TASK OBJECTIVE. Your copy should match the records exactly, except that no pictures appear in it.

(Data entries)
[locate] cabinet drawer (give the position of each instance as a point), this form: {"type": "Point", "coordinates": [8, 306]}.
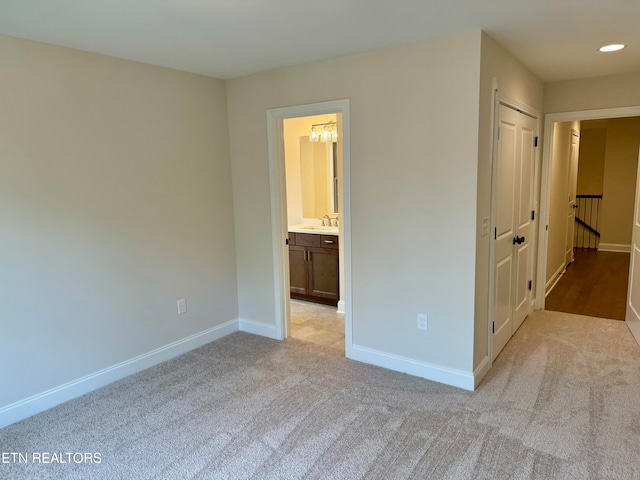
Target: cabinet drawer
{"type": "Point", "coordinates": [308, 240]}
{"type": "Point", "coordinates": [329, 241]}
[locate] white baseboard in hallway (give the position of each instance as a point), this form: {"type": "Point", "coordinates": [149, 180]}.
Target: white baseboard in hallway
{"type": "Point", "coordinates": [40, 402]}
{"type": "Point", "coordinates": [258, 328]}
{"type": "Point", "coordinates": [614, 247]}
{"type": "Point", "coordinates": [437, 373]}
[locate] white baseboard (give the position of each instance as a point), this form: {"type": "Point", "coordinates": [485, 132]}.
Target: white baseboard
{"type": "Point", "coordinates": [614, 247]}
{"type": "Point", "coordinates": [437, 373]}
{"type": "Point", "coordinates": [480, 372]}
{"type": "Point", "coordinates": [48, 399]}
{"type": "Point", "coordinates": [554, 280]}
{"type": "Point", "coordinates": [258, 328]}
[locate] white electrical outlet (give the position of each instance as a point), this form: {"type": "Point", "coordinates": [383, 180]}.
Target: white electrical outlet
{"type": "Point", "coordinates": [485, 226]}
{"type": "Point", "coordinates": [182, 306]}
{"type": "Point", "coordinates": [422, 321]}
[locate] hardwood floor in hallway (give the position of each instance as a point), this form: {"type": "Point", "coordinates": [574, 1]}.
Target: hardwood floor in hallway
{"type": "Point", "coordinates": [595, 284]}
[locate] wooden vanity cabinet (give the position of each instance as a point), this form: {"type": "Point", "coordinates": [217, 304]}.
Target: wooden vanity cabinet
{"type": "Point", "coordinates": [314, 272]}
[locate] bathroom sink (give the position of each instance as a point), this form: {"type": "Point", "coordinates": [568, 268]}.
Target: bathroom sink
{"type": "Point", "coordinates": [314, 229]}
{"type": "Point", "coordinates": [319, 228]}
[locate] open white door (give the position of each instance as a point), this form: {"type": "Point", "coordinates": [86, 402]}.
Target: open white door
{"type": "Point", "coordinates": [632, 316]}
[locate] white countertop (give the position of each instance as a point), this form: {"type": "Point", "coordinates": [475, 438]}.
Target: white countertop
{"type": "Point", "coordinates": [303, 228]}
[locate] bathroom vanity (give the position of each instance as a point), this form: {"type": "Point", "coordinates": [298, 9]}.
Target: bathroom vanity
{"type": "Point", "coordinates": [314, 264]}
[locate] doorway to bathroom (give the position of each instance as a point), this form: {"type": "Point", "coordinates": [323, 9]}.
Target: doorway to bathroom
{"type": "Point", "coordinates": [309, 167]}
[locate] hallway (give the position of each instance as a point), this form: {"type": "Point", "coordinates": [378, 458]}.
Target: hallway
{"type": "Point", "coordinates": [595, 284]}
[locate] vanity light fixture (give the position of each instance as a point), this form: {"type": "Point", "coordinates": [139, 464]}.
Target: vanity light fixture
{"type": "Point", "coordinates": [612, 48]}
{"type": "Point", "coordinates": [324, 132]}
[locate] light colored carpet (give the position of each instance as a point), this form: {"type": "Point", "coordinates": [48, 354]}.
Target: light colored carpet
{"type": "Point", "coordinates": [316, 323]}
{"type": "Point", "coordinates": [561, 402]}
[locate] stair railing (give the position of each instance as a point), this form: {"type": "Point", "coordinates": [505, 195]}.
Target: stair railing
{"type": "Point", "coordinates": [587, 217]}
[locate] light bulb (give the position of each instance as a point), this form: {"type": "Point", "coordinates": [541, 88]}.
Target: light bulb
{"type": "Point", "coordinates": [612, 48]}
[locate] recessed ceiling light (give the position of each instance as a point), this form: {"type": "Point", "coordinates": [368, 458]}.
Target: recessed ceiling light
{"type": "Point", "coordinates": [612, 48]}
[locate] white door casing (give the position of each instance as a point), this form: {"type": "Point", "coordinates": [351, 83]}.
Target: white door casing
{"type": "Point", "coordinates": [632, 316]}
{"type": "Point", "coordinates": [572, 187]}
{"type": "Point", "coordinates": [513, 223]}
{"type": "Point", "coordinates": [275, 137]}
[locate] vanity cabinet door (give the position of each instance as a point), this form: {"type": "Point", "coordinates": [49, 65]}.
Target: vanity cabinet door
{"type": "Point", "coordinates": [324, 277]}
{"type": "Point", "coordinates": [298, 270]}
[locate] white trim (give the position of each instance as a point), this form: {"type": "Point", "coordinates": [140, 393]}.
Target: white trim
{"type": "Point", "coordinates": [614, 247]}
{"type": "Point", "coordinates": [482, 370]}
{"type": "Point", "coordinates": [553, 281]}
{"type": "Point", "coordinates": [437, 373]}
{"type": "Point", "coordinates": [275, 117]}
{"type": "Point", "coordinates": [50, 398]}
{"type": "Point", "coordinates": [259, 328]}
{"type": "Point", "coordinates": [545, 190]}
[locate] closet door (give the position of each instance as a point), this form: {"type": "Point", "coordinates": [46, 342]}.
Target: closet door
{"type": "Point", "coordinates": [513, 224]}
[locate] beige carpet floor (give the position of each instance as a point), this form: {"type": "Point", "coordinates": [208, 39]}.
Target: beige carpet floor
{"type": "Point", "coordinates": [316, 323]}
{"type": "Point", "coordinates": [561, 402]}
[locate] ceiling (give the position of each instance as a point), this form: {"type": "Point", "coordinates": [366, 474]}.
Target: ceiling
{"type": "Point", "coordinates": [556, 39]}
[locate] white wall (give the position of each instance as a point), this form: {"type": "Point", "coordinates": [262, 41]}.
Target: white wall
{"type": "Point", "coordinates": [517, 83]}
{"type": "Point", "coordinates": [592, 93]}
{"type": "Point", "coordinates": [413, 191]}
{"type": "Point", "coordinates": [619, 180]}
{"type": "Point", "coordinates": [115, 201]}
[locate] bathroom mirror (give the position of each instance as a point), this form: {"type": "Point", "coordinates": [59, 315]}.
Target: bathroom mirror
{"type": "Point", "coordinates": [318, 169]}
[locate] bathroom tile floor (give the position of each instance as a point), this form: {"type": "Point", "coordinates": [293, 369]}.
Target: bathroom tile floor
{"type": "Point", "coordinates": [319, 324]}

ANSWER TO THE EXERCISE.
[locate] cabinet drawer (give the position of each instance as a point), this form: {"type": "Point", "coordinates": [8, 306]}.
Target: cabinet drawer
{"type": "Point", "coordinates": [308, 240]}
{"type": "Point", "coordinates": [329, 241]}
[locate] white baseboard in hallway (give the position of each instance as a point), this form: {"type": "Point", "coordinates": [149, 180]}.
Target: white baseboard in hallway
{"type": "Point", "coordinates": [40, 402]}
{"type": "Point", "coordinates": [258, 328]}
{"type": "Point", "coordinates": [614, 247]}
{"type": "Point", "coordinates": [437, 373]}
[locate] white baseboard (give the position of each instance as a point), this form: {"type": "Point", "coordinates": [485, 132]}.
Target: white baseboard
{"type": "Point", "coordinates": [614, 247]}
{"type": "Point", "coordinates": [437, 373]}
{"type": "Point", "coordinates": [480, 372]}
{"type": "Point", "coordinates": [48, 399]}
{"type": "Point", "coordinates": [554, 280]}
{"type": "Point", "coordinates": [258, 328]}
[locate] white electrical outlet (give the position of each instance as a point), this form: {"type": "Point", "coordinates": [383, 180]}.
Target: white electrical outlet
{"type": "Point", "coordinates": [485, 226]}
{"type": "Point", "coordinates": [182, 306]}
{"type": "Point", "coordinates": [422, 321]}
[locate] hardwood floor in hallway (give the position of each instance as a point), this form: {"type": "Point", "coordinates": [574, 1]}.
Target: hardwood floor in hallway
{"type": "Point", "coordinates": [595, 284]}
[locate] wooden vanity cabinet (give the position of each instance as a point), this form: {"type": "Point", "coordinates": [217, 304]}.
Target: wooden vanity cabinet
{"type": "Point", "coordinates": [314, 272]}
[locate] bathroom sink (give the position of each instance as a point), this form: {"type": "Point", "coordinates": [568, 268]}.
Target: bathroom sink
{"type": "Point", "coordinates": [314, 229]}
{"type": "Point", "coordinates": [319, 228]}
[locate] open white door (give the position of each instance as a point), this form: {"type": "Point", "coordinates": [86, 402]}.
Target: open white door
{"type": "Point", "coordinates": [632, 316]}
[locate] white countertop (give the position of each instance as a point), this form: {"type": "Point", "coordinates": [475, 438]}.
Target: white countertop
{"type": "Point", "coordinates": [303, 228]}
[locate] bathroom vanity (give the position of each instance as a point), this form: {"type": "Point", "coordinates": [298, 9]}.
Target: bathroom vanity
{"type": "Point", "coordinates": [314, 264]}
[locate] doorway to bathroom (give the position of each instance as a point), this form: {"type": "Point", "coordinates": [323, 9]}.
Target: doorway to bathroom
{"type": "Point", "coordinates": [309, 167]}
[locate] hallway (give the position of each instance as a point), this form: {"type": "Point", "coordinates": [378, 458]}.
Target: hallway
{"type": "Point", "coordinates": [595, 284]}
[locate] vanity light fixture (give the position of each instance as a point), this form: {"type": "Point", "coordinates": [139, 464]}.
Target: vanity light fixture
{"type": "Point", "coordinates": [612, 48]}
{"type": "Point", "coordinates": [324, 132]}
[locate] light colored carpet (give the position of each instance as a point), this form: {"type": "Point", "coordinates": [48, 354]}.
Target: light colored carpet
{"type": "Point", "coordinates": [316, 323]}
{"type": "Point", "coordinates": [561, 402]}
[locate] stair railing (give the position of each instance as a point), this form: {"type": "Point", "coordinates": [505, 195]}.
Target: stair railing
{"type": "Point", "coordinates": [587, 217]}
[locate] light bulb (give the position of each instance as a point), this form: {"type": "Point", "coordinates": [541, 88]}.
Target: light bulb
{"type": "Point", "coordinates": [612, 48]}
[locate] recessed ceiling light (give the position of each instance as a point), this form: {"type": "Point", "coordinates": [368, 458]}.
Target: recessed ceiling light
{"type": "Point", "coordinates": [612, 48]}
[locate] white door casing (give the position of each instance as a point), this form: {"type": "Point", "coordinates": [351, 83]}.
Target: white door casing
{"type": "Point", "coordinates": [632, 316]}
{"type": "Point", "coordinates": [572, 187]}
{"type": "Point", "coordinates": [513, 223]}
{"type": "Point", "coordinates": [275, 137]}
[locate] vanity cabinet door (give the position of each instance as a point), this form: {"type": "Point", "coordinates": [49, 65]}.
Target: vanity cabinet door
{"type": "Point", "coordinates": [324, 277]}
{"type": "Point", "coordinates": [298, 270]}
[locate] white trim (give the position of each instance as a point), this form: {"type": "Point", "coordinates": [140, 393]}.
Target: white trim
{"type": "Point", "coordinates": [614, 247]}
{"type": "Point", "coordinates": [482, 370]}
{"type": "Point", "coordinates": [553, 281]}
{"type": "Point", "coordinates": [437, 373]}
{"type": "Point", "coordinates": [275, 117]}
{"type": "Point", "coordinates": [50, 398]}
{"type": "Point", "coordinates": [259, 328]}
{"type": "Point", "coordinates": [545, 190]}
[locate] closet door (give the position of each instance as a point), this form: {"type": "Point", "coordinates": [46, 342]}.
Target: closet door
{"type": "Point", "coordinates": [513, 224]}
[locate] beige carpet floor (give the position of each instance as a point), this form: {"type": "Point", "coordinates": [208, 39]}.
Target: beige carpet floor
{"type": "Point", "coordinates": [316, 323]}
{"type": "Point", "coordinates": [561, 402]}
[locate] ceiling (give the position of each instance as a point), this form: {"type": "Point", "coordinates": [366, 474]}.
Target: ceiling
{"type": "Point", "coordinates": [556, 39]}
[locate] white wall (give the position of each instance as a point), this form: {"type": "Point", "coordinates": [262, 41]}.
Target: white wall
{"type": "Point", "coordinates": [517, 83]}
{"type": "Point", "coordinates": [592, 93]}
{"type": "Point", "coordinates": [413, 191]}
{"type": "Point", "coordinates": [619, 180]}
{"type": "Point", "coordinates": [115, 201]}
[locate] bathroom mirror (give the position of each instance as a point), this form: {"type": "Point", "coordinates": [59, 315]}.
Target: bathroom mirror
{"type": "Point", "coordinates": [318, 169]}
[locate] bathroom tile floor (give the position of each instance as a point), this form: {"type": "Point", "coordinates": [293, 369]}.
Target: bathroom tile floor
{"type": "Point", "coordinates": [319, 324]}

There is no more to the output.